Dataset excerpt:
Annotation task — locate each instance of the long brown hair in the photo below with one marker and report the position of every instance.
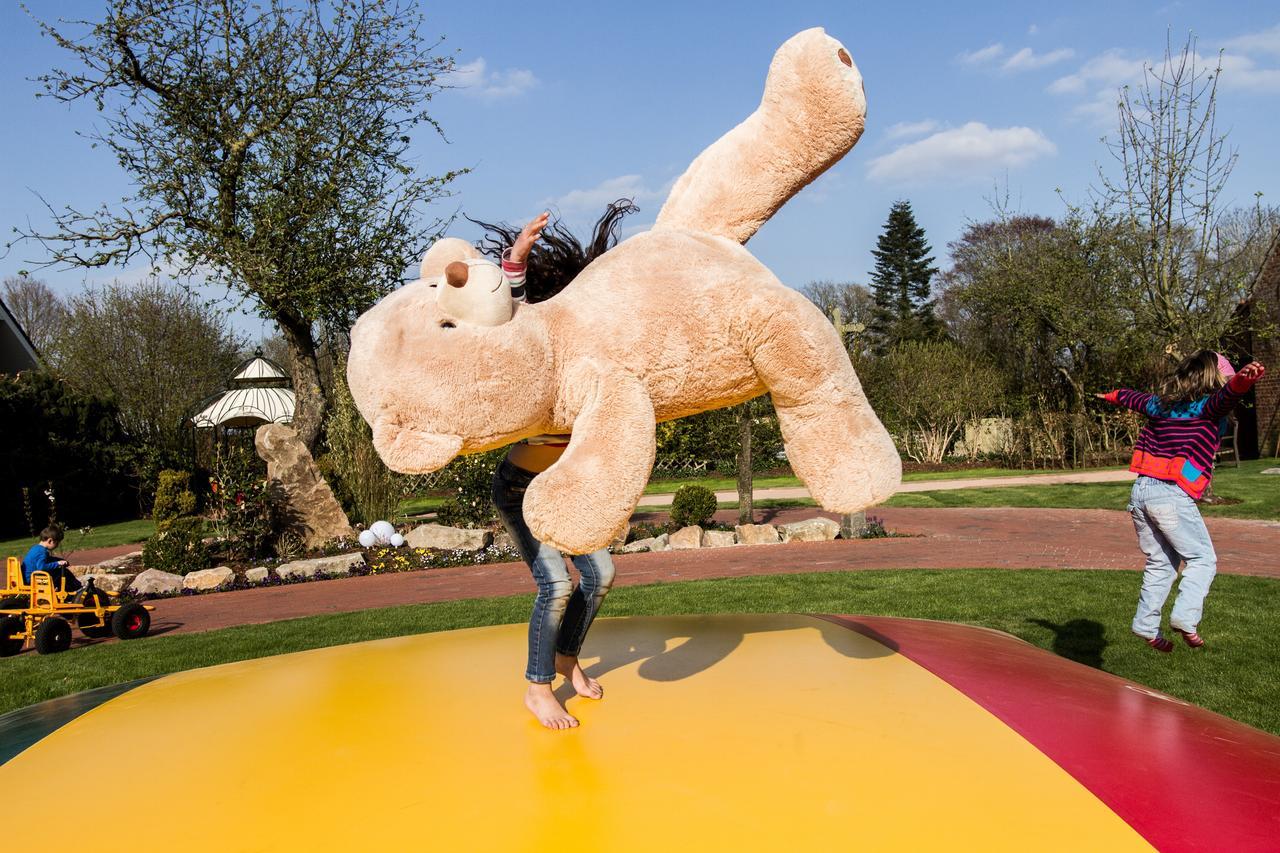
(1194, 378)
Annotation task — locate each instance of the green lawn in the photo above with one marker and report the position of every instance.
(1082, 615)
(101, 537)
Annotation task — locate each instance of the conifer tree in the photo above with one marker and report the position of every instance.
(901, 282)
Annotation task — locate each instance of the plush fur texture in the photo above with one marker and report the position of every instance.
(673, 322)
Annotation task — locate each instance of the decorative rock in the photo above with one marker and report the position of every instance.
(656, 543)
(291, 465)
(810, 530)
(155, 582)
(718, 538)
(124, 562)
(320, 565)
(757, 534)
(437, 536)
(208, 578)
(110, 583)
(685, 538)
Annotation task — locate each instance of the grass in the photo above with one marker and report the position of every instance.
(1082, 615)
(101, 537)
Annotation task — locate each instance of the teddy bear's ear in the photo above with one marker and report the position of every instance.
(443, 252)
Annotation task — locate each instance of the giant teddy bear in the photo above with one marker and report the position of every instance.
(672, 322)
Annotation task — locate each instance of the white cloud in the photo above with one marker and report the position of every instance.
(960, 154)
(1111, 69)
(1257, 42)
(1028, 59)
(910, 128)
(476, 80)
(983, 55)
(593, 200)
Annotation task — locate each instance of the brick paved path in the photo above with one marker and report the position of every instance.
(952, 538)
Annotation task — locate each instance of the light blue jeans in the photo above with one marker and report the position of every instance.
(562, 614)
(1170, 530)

- _INSTRUCTION_: Copy out every row above word for word, leaving out the picture.

- _RESPONSE_:
Annotation task — locate each instance of the long brown hair in the photo below with one marker and report the position of every instance.
(1194, 378)
Annotation task — locate each instance of the green lawn in the photo above with one marker and report the position of every instance.
(1082, 615)
(101, 537)
Annotation task — locate each instance of the conifer tree in the photo above with one marker and report the position of every instance.
(901, 282)
Annotation task — locate each instance of the plush fur texture in the photo above with one marker and report the position of every instance.
(673, 322)
Annotation task — locate each instance of the decorative rock in the photo above with one marker and report the position of every instance.
(656, 543)
(291, 465)
(810, 530)
(155, 582)
(718, 538)
(124, 562)
(320, 565)
(757, 534)
(437, 536)
(208, 578)
(110, 583)
(685, 538)
Annotation task — locate each instance of the grass in the photo above with one marker and report the position of every instance.
(1082, 615)
(101, 537)
Annotation task — locate each instance of the teddy bear's ear in the photo above with one marker and report the position of every instance.
(443, 252)
Annotation task — locate each instance of the giant teddy bear in the photo above with one marker and report the position of every instance.
(672, 322)
Annotation task — locate each instance of the white cloud in the photo above with one marker and report the position of every instance.
(960, 154)
(1111, 69)
(1257, 42)
(1028, 59)
(910, 128)
(476, 80)
(983, 55)
(593, 200)
Annotation task — locate each instance of the brick paved path in the photo above with one marker and report the position of every instance.
(952, 538)
Annotation task — locate each instance of the light blue jeans in the photo above with one marker and report the position of every instance.
(562, 614)
(1170, 530)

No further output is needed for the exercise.